__WORK TO BE COMPLETED__: Present only the lines of the material below as a numbered list, starting with the line that contains "88, row 96." and continuing through the line that contains "column 282, row 243". Leave out any blank lines.

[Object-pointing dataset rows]
------------------------------

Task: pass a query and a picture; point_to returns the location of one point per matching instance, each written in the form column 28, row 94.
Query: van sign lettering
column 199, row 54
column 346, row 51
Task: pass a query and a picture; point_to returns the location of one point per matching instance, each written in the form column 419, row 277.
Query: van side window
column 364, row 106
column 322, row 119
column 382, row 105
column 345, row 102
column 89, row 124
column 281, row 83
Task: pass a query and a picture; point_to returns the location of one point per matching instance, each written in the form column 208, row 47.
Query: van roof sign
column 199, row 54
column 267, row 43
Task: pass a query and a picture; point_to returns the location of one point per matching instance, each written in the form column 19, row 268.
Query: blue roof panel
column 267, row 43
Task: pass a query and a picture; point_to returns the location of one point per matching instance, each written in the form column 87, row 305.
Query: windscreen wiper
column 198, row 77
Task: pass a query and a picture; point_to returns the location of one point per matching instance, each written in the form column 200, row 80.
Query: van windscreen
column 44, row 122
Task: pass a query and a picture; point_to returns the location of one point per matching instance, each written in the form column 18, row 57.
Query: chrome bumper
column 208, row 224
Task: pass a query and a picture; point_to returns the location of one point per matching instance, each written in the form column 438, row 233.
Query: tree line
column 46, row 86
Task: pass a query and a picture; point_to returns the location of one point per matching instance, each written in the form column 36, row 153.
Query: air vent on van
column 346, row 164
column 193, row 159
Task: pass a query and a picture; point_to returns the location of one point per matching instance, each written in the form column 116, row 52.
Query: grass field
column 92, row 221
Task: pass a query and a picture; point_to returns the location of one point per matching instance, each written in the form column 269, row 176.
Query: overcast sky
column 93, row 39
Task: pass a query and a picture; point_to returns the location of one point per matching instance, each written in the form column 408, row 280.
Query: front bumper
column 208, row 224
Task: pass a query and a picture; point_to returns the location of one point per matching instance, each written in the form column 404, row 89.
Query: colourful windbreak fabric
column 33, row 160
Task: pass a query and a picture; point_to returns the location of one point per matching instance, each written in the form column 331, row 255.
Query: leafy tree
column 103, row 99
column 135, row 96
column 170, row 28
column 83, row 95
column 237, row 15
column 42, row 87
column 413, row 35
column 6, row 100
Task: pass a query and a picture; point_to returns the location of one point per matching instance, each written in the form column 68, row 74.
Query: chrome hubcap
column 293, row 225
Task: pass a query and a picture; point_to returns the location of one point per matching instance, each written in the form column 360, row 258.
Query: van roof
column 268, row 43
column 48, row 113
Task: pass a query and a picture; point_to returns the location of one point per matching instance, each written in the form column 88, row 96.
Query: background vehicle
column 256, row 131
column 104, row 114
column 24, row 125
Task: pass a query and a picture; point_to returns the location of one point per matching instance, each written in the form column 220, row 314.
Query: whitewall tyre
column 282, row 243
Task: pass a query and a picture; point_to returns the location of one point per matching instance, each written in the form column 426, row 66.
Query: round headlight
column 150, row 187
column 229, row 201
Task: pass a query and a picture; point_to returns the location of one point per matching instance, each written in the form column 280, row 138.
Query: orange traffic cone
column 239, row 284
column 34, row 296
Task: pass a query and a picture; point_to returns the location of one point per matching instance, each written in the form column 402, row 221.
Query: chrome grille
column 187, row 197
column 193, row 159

------------------------------

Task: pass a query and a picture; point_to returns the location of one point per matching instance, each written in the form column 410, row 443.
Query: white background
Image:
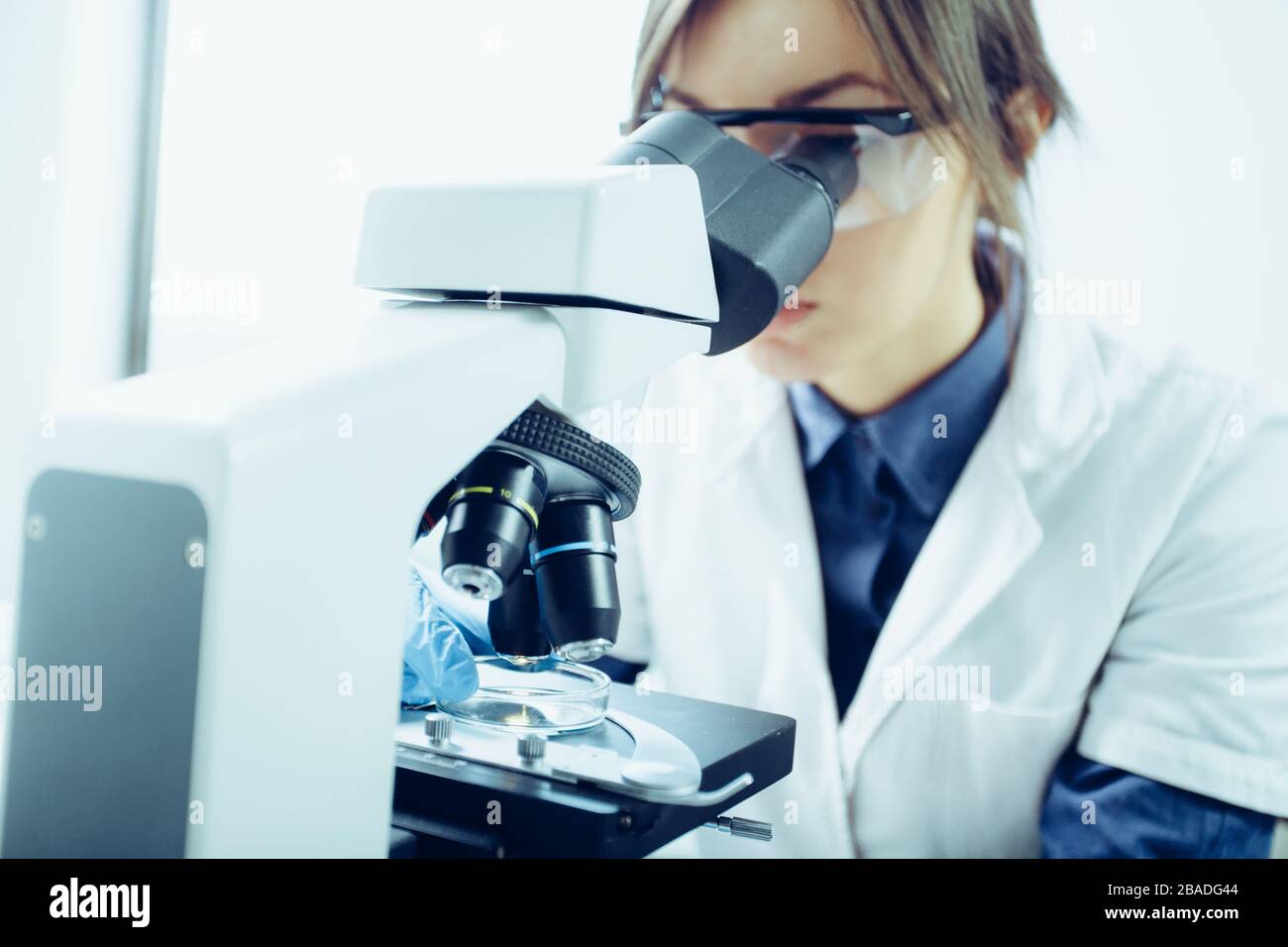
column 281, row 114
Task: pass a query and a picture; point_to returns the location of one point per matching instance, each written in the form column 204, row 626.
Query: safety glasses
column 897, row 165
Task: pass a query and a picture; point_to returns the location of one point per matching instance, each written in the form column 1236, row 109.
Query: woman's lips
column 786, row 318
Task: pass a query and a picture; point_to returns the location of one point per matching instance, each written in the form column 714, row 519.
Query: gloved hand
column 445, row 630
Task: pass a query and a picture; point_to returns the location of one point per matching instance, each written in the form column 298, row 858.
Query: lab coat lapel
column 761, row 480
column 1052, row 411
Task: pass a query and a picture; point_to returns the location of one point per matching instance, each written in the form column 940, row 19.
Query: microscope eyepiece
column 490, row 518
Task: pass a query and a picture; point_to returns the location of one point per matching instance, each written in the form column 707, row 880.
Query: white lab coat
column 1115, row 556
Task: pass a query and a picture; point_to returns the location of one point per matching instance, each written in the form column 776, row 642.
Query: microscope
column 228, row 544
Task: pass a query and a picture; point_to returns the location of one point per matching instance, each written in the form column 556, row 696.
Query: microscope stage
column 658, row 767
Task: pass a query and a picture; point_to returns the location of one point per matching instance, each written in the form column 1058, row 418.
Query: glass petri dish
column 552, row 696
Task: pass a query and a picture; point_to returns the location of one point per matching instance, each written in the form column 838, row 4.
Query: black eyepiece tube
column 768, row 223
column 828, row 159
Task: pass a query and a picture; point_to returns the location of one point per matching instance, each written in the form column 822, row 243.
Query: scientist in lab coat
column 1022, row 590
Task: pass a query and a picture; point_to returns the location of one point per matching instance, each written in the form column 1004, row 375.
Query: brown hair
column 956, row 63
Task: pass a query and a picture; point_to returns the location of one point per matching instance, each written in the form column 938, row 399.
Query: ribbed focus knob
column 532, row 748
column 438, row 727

------------------------------

__REPLY TO THE TASK__:
1. Task: pass a query and a picture; point_to returns the location of one point per matching instance, each written in the form column 88, row 96.
2. Query: background vehicle
3. column 256, row 131
4. column 104, row 114
5. column 24, row 125
6. Task: pass a query and a picture; point_to returns the location of one point per matching instance, each written in the form column 220, row 314.
7. Query: whitewall tyre
8. column 282, row 243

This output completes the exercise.